[Try it] In the article below about service members visiting children in Zamboanga City, list the things volunteers noted the children needed while painting the rooms.

[Excerpt to read]
********************

Monday, December 28, 2009

Service Members Brighten Spirits of Philippine Children

Twenty members of Joint Special Operations Task Force-Philippines (JSOTF-P) spent a holiday evening visiting children at the Social Development Center in Zamboanga City Dec. 23.

As explained in a Manila Bulletin story, JSOTF-P volunteers started the evening playing games and singing Christmas carols with the nearly 60 children at the center. Later, the children received Christmas stockings and ate popcorn while watching movies. When the movies ended, the kids were led upstairs so they could see for the first time new bedding that had been donated by members of the task force.

In addition to this visit, over the past few months approximately 100 JSOTF-P volunteers have helped with painting the boys' and girls' rooms. At the time, volunteers noted that the children also needed new bedding, mattresses and draperies. From that point, a collection was taken and dozens of JSOTF-P service members contributed to a fund which paid for new bedding and drapes, courtesy of the Western Mindanao Command tailor.

********************

[Source records]

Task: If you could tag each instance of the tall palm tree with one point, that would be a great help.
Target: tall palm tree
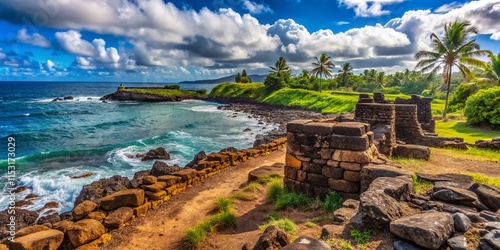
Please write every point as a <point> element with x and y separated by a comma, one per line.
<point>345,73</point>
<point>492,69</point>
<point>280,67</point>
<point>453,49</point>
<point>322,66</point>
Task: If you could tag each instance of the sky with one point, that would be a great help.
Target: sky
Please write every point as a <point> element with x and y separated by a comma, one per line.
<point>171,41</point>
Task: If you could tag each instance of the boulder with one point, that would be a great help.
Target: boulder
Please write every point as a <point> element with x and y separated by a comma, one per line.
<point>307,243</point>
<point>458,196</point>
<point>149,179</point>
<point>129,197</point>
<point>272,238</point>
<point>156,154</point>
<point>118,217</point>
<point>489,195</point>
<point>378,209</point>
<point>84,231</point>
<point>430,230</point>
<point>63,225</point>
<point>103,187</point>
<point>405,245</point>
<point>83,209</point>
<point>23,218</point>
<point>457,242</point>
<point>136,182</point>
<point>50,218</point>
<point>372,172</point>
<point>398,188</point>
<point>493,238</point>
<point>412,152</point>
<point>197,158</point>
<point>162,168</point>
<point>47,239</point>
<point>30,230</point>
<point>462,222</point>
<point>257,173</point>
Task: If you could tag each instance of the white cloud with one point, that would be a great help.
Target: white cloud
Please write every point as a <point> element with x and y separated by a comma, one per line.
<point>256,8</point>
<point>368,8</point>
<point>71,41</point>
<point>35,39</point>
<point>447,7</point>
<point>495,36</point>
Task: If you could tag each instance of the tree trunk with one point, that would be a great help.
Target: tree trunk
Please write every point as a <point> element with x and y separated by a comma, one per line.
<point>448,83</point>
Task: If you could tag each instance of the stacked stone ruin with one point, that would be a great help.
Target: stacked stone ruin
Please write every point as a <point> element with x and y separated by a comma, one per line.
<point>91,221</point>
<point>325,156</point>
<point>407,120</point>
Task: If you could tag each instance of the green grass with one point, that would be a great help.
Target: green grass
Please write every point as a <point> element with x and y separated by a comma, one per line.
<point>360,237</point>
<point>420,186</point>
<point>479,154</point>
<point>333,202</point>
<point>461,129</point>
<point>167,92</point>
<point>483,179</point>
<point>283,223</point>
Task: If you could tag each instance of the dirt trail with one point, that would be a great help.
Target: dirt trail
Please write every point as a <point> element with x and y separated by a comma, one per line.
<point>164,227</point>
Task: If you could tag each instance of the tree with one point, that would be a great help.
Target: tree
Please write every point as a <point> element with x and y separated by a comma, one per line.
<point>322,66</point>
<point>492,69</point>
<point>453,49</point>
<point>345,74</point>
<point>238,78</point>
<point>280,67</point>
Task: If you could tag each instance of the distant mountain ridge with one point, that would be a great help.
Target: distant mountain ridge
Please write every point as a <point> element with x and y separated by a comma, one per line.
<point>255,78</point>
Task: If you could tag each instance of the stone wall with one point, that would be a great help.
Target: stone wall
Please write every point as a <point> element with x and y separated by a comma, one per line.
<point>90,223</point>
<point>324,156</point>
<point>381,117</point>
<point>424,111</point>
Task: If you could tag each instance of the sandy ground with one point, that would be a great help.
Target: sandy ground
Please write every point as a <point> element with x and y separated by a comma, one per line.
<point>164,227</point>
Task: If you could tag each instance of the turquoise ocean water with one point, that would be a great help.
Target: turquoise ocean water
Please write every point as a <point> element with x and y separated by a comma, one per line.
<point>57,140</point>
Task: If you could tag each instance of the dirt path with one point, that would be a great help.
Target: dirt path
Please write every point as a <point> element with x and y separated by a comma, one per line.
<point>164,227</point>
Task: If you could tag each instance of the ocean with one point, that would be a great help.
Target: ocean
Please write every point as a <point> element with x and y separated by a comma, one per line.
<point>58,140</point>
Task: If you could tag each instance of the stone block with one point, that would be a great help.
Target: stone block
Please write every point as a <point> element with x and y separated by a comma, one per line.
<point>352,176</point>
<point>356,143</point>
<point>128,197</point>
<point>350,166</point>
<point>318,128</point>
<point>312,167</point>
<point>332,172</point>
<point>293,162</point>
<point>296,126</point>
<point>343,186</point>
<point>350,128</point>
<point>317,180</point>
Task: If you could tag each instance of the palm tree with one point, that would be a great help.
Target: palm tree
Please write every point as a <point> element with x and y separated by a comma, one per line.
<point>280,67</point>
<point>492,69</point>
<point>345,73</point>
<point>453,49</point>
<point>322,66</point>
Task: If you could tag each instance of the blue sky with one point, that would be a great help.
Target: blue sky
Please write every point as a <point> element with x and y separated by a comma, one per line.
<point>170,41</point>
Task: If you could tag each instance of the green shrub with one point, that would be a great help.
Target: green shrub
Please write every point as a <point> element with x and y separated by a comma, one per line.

********************

[Answer below] New bedding, mattresses, draperies